+++ Excerpt to read
Let’s determine some basic parameters of the cluster.
You say you want the stars to be 1-2 light-years apart. This is a little tricky because star clusters don’t necessarily have uniform densities. Globular clusters, for instance, have radial density profiles decreasing from some core density at $R=0$ to zero density somewhere further out. There are several density profiles used to model this. The Plummer model is easily the simplest, as analytic expressions exist for density and potential. The King model (see King (1966), the third in a series of papers) is more accurate, though the density must be solved for numerically, and the Michie model can be even more accurate (see e.g. this thesis), as it can account for dark matter.
I’m going to follow a modified version of the models of Bonatto & Bica (2014), who use a King profile (here applicable to open clusters). The fraction of the total number of stars $N$ within a radius $R$ is given by
$$n(R)=\frac{x^2-4u\left(\sqrt{1-x^2}-1\right)+u^2\ln\left(1+x^2\right)}{u^2\ln u^2-(u-1)(3u-1)}\tag{1}$$
where
$$x\equiv R/R_c,\quad u\equiv\sqrt{1+\left(R_t/R_c\right)^2}$$
with $R_t$ and $R_c$ being the tidal and core radii of the cluster; the cluster is truncated at $R=R_t$. The authors recommend a ratio $R_t/R_c\approx15$. Therefore, we just have to specify one of those two parameters (we also know that $u=226$). The tidal radius can be computed depending on the mass of the cluster and its distance from the center of the galaxy (see e.g. Wu et al. (2009)). That would require us to specify additional parameters, so I’ll assume that the cluster is average, and give it a tidal radius of about 10 parsecs. Thus, the core radius is roughly 0.67 parsecs. This could be an overestimate; Piskunov et al. (2008), for instance, surveyed 236 open clusters in the Milky Way and found that the tidal radius peaked at around 6 parsecs. Still, 10 parsecs is by no means unreasonable. At any rate, I’d prefer a more massive cluster, so more stars may survive for longer periods of time.
++++++
● List of tasks:
1. From the star cluster passage, quote the stretch from "Let’s determine some" through "for dark matter.".
2. In the star cluster passage, why does the writer pick a tidal radius of about 10 parsecs instead of calculating one?
+++ Listed records
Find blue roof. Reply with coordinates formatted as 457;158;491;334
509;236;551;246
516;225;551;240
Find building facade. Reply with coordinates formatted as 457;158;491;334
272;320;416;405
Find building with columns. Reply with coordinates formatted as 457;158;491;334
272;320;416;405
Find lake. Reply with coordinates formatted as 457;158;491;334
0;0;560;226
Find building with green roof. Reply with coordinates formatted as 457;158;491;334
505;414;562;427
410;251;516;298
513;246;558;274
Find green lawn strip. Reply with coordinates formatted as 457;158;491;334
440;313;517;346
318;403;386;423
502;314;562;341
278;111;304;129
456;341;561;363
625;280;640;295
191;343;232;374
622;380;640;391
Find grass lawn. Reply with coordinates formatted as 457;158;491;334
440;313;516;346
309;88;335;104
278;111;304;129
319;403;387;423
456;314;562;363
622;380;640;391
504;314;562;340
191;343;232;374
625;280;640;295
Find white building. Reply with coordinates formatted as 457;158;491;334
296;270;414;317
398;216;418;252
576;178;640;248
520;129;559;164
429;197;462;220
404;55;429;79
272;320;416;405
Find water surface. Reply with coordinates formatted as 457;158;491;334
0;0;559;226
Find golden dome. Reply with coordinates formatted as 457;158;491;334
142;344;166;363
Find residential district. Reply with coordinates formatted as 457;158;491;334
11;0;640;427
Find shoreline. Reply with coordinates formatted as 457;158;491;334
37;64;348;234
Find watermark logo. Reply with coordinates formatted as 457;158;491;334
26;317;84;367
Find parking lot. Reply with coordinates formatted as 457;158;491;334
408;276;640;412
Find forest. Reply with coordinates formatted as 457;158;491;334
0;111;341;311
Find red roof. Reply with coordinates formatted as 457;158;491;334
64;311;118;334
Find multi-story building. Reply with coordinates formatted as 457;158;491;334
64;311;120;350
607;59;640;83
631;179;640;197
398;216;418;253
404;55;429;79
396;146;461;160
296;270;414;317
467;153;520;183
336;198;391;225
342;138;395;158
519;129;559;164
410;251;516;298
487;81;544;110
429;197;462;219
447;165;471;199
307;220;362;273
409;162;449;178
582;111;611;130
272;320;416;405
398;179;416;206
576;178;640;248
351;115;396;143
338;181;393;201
++++++
● Set of answers:
1.
Let’s determine some basic parameters of the cluster.
You say you want the stars to be 1-2 light-years apart. This is a little tricky because star clusters don’t necessarily have uniform densities. Globular clusters, for instance, have radial density profiles decreasing from some core density at $R=0$ to zero density somewhere further out. There are several density profiles used to model this. The Plummer model is easily the simplest, as analytic expressions exist for density and potential. The King model (see King (1966), the third in a series of papers) is more accurate, though the density must be solved for numerically, and the Michie model can be even more accurate (see e.g. this thesis), as it can account for dark matter.

2. Calculating the tidal radius depends on the cluster's mass and its distance from the center of the galaxy, so it would mean specifying more parameters. To avoid that, the writer treats the cluster as average and sets the tidal radius at about 10 parsecs.